=== WRITTEN REQUEST 1 ===
Transcribe the part of the fantasy quarterback article starting at "Which Quarterbacks Qualify" and ending at "polished passing production.".

Elite QB Strategy 2026: Should You Draft An Elite Fantasy Football Quarterback?
Every fantasy football draft eventually comes down to a philosophical fork in the road: do you spend an early pick locking in a true difference maker at quarterback, or do you let the position come to you later? Andrew Cooper does great work breaking down the position in his Dynamic Tier QB Rankings, so make sure you check that out as part of your draft prep. This is the full breakdown of the elite QB strategy for 2026, built around real current ADP and the actual production these quarterbacks have put up. For a deeper dive, check out our full rankings, ADP, and projections pages, all updated throughout draft season. Let's break down whether an early quarterback strategy actually makes sense in 2026.
What Is The Elite QB Strategy?
The elite QB strategy is the opposite approach as waiting on the position. Instead of letting a quarterback come to you in the middle rounds, you spend a premium pick, often somewhere in rounds three through eight, depending on your league, to lock in one of the handful of passers capable of putting up a weekly scoring advantage over the rest of the league. According to the current 2026 ADP, Josh Allen is the first quarterback off the board at pick 34 overall, with Lamar Jackson, Jayden Daniels, Drake Maye, Joe Burrow, Caleb Williams, and Jalen Hurts all following before pick 72.
This is a fantasy football quarterback strategy built on scarcity and separation rather than value. The argument isn't that these players are cheap; it's that the gap between them and the replacement-level options later in the draft is simply too large to ignore, especially at a position where dual-threat quarterbacks can outscore a true RB1 on a given week just with their legs.
Why Elite Quarterbacks Win Fantasy Championships
The rushing floor is the entire engine behind this strategy, and it's what separates elite fantasy football quarterbacks from the rest of the pack. Josh Allen led all fantasy quarterbacks in 2025 by completing 69.3 percent of his throws for 3,668 yards and 25 touchdowns while adding 579 rushing yards and 14 rushing touchdowns on the ground. Drake Maye took the leap in year two, throwing for 4,394 yards and 31 touchdowns while leading the NFL in yards per attempt and finishing as the runner-up for NFL MVP behind Matthew Stafford. Those two performances alone show why a true elite quarterback isn't just a passer, he's a weekly source of touchdowns your opponent's quarterback simply can't match.
Championship rosters are usually built on a positional advantage somewhere, and quarterback is the easiest place to manufacture one because you only need to find it once. A running back room can get hit by injury or a shared backfield, and a receiver's ceiling depends on target competition. A true elite dual-threat quarterback controls his own opportunity every single week in a way most other positions can't, and that's exactly why this strategy has produced so many championship rosters even at a premium cost.
Which Quarterbacks Qualify As Elite?
These ten names break down into three distinct archetypes: quarterbacks who win with their legs, true pocket passers who win on volume and touchdown equity, and hybrids who blend real rushing ability with polished passing production.
Here's how each of the rushing-upside quarterbacks stacks up.

=== WRITTEN REQUEST 2 ===
Restate word for word the lines of the listing below, starting at the line that contains "Segment hand holding" and ending at the end of the listing.

=== DATA ROWS ===
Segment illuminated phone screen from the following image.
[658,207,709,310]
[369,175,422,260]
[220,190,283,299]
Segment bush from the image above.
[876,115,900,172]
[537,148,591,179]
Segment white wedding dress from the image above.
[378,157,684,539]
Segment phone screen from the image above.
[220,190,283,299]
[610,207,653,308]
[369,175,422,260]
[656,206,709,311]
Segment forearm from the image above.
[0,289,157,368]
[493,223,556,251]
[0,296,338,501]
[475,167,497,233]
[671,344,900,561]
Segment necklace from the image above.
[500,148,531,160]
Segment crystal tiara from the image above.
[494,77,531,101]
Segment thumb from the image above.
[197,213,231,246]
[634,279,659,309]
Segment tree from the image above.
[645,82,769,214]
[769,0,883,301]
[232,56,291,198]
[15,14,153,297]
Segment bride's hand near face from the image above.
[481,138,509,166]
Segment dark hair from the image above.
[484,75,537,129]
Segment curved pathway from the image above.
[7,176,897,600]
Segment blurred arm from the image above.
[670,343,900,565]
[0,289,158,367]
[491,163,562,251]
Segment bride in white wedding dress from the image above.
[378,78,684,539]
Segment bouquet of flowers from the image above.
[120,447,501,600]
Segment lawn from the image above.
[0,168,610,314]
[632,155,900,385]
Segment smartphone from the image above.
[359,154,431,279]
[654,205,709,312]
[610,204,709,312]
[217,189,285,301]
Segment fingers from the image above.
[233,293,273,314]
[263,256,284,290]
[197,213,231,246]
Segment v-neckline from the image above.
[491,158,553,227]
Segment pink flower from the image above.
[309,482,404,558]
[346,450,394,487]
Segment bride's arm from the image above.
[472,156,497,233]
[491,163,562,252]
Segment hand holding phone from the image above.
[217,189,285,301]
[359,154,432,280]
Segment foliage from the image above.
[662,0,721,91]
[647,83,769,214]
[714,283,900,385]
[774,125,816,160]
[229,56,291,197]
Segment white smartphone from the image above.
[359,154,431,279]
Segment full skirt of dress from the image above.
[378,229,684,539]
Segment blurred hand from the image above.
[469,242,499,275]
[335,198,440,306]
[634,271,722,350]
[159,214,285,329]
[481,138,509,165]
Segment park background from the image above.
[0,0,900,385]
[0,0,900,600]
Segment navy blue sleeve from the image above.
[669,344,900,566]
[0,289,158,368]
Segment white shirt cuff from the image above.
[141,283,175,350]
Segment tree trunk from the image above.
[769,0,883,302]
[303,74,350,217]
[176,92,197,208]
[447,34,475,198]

=== CORRECT ANSWER 1 ===
Which Quarterbacks Qualify As Elite?
These ten names break down into three distinct archetypes: quarterbacks who win with their legs, true pocket passers who win on volume and touchdown equity, and hybrids who blend real rushing ability with polished passing production.

=== CORRECT ANSWER 2 ===
Segment hand holding phone from the image above.
[217,189,285,301]
[359,154,432,280]
Segment foliage from the image above.
[662,0,721,91]
[647,83,769,214]
[714,283,900,385]
[774,125,816,160]
[229,56,291,197]
Segment white smartphone from the image above.
[359,154,431,279]
Segment full skirt of dress from the image above.
[378,229,684,539]
Segment blurred hand from the image above.
[469,242,499,275]
[335,198,440,306]
[634,271,722,350]
[159,214,285,329]
[481,138,509,165]
Segment park background from the image above.
[0,0,900,385]
[0,0,900,600]
Segment navy blue sleeve from the image above.
[669,344,900,566]
[0,289,158,368]
Segment white shirt cuff from the image above.
[141,283,175,350]
Segment tree trunk from the image above.
[769,0,883,302]
[303,74,350,217]
[176,92,197,208]
[447,34,475,198]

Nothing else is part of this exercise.